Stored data

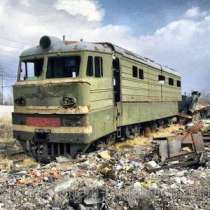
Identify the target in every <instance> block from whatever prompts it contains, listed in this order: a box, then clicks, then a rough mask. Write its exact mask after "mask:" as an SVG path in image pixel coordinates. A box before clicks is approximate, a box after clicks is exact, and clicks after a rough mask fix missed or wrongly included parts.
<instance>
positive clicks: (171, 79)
mask: <svg viewBox="0 0 210 210" xmlns="http://www.w3.org/2000/svg"><path fill="white" fill-rule="evenodd" d="M168 84H169V85H171V86H173V85H174V79H172V78H168Z"/></svg>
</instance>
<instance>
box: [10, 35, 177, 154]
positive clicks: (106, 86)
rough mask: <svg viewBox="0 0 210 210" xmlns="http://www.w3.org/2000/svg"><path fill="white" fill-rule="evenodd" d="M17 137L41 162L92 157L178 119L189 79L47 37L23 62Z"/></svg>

| YOUR INSTRUCTIONS |
Return all of the lines above without alteration, minus the pictures.

| EXERCISE ANSWER |
Identify the target in every <instance> block from whatever prompts it contains, listed in this order: a box, then clicks, then a rough mask. Write its exact mask after "mask:" as an SVG path in image pixel coordinates. A box before clicks is approximate, a box after clicks is exact, and clicks after a rough mask fix missed or wrongly included parts.
<instance>
positive clicks: (171, 79)
mask: <svg viewBox="0 0 210 210" xmlns="http://www.w3.org/2000/svg"><path fill="white" fill-rule="evenodd" d="M168 84H169V85H171V86H173V85H174V79H172V78H168Z"/></svg>
</instance>
<instance>
box: [10, 35, 177, 154]
positive clicks: (106, 86)
rough mask: <svg viewBox="0 0 210 210" xmlns="http://www.w3.org/2000/svg"><path fill="white" fill-rule="evenodd" d="M17 137L41 162L92 157L178 119L189 79L47 37L23 62Z"/></svg>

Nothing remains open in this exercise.